Extracted records

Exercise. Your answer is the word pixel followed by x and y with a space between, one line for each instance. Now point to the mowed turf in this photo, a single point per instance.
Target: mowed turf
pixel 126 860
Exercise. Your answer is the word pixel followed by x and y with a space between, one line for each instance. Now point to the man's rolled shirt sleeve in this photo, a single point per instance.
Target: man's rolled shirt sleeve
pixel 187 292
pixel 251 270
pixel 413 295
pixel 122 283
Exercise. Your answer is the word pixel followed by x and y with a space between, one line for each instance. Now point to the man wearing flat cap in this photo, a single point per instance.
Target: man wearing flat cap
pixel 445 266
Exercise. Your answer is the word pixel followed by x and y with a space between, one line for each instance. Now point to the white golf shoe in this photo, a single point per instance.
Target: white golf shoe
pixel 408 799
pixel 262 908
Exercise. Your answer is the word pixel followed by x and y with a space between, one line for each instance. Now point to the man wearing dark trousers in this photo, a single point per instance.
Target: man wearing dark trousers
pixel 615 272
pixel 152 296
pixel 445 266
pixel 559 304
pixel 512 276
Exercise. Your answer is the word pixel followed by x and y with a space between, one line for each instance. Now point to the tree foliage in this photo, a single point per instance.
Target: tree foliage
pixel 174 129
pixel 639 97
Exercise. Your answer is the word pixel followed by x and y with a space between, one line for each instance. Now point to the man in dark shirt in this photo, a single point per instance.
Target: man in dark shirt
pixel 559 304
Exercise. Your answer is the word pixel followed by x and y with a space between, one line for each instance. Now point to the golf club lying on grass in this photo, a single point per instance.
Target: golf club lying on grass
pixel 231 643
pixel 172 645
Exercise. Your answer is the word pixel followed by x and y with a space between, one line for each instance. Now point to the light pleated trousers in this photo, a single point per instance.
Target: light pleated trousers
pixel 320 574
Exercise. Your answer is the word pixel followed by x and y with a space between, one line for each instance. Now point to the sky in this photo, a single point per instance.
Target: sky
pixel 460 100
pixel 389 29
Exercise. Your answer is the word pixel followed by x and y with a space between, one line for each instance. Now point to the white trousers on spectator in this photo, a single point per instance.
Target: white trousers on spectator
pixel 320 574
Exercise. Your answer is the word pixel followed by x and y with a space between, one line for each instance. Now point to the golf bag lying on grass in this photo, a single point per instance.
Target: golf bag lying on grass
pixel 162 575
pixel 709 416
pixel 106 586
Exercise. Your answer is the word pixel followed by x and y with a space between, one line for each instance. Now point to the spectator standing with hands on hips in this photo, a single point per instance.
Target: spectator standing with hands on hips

Objective
Rewrite all of these lines with "trousers" changed to "pants" wherever it appears, keeping everything else the same.

Exercise output
Exercise. Your answer is the word pixel followed by x and y with a space between, one line for each instance. Now point to the mowed turf in this photo, a single point per instance.
Target: mowed turf
pixel 126 860
Exercise. Your answer is the word pixel followed by x and y with a space between, one line for each instance. Now point to the man's rolled shirt sleeve in this photo, a single point per instance.
Target: man's rolled shirt sleeve
pixel 187 292
pixel 251 270
pixel 413 295
pixel 122 283
Exercise. Your answer is the word pixel followed by x and y with a space between, one line for each instance. Now point to the man wearing flat cap in this photo, a single point per instance.
Target: man wearing flat cap
pixel 445 266
Exercise. Your answer is the word pixel followed by x and y with a space between, one line for each instance. Now point to the white golf shoe in this photo, a single point per instance.
Target: white golf shoe
pixel 408 799
pixel 262 908
Exercise. Your answer is the word pixel followed by x and y with a space between, one line for each instance. Now point to the man wearing dark pants in this photo, a single point per instance.
Target: man wearing dark pants
pixel 615 272
pixel 152 296
pixel 445 266
pixel 559 304
pixel 512 276
Exercise. Your answer is the word pixel followed by x and y with a space between, one line for each instance. Now point to the tree foliage in this photo, a single point per instance.
Target: tree foliage
pixel 174 129
pixel 639 97
Exercise. Your answer is the word pixel followed by x and y with a space between, one line for each instance. Now point to the man in dark shirt in this photo, a single point per instance.
Target: man in dark shirt
pixel 559 304
Exercise. Your answer is the word pixel followed by x and y with a space between, one line for each instance. Now point to the golf club lying on grass in this photo, a single point per instance.
Target: golf club lying on grass
pixel 231 643
pixel 172 645
Exercise. Your answer is the word pixel followed by x and y with a space between, one line for each instance. Now point to the light pleated pants in this photo, a single point per instance.
Target: light pleated pants
pixel 320 574
Exercise. Your answer is the word pixel followed by x and y with a space between, one line for each instance. Now point to the sky in this photo, a single point per instance.
Target: sky
pixel 460 100
pixel 389 29
Exercise. Your answer is the word pixel followed by x and y with a space between, one line for each instance. Now point to the white pants on spectator in this photo, a single point per instance.
Target: white pants on spectator
pixel 320 574
Exercise. Your answer is the word pixel followed by x and y with a space between, one line for each instance. Now point to the golf bag lying on grass in this photo, a single point per instance.
Target: golf bag lying on grass
pixel 162 575
pixel 709 416
pixel 106 586
Exercise. Your answer is the word pixel followed by x and y with a space between, one line for each instance. Now point to the spectator standing with hands on hips in this photo, a single point per instance.
Target: spectator standing with hands on hips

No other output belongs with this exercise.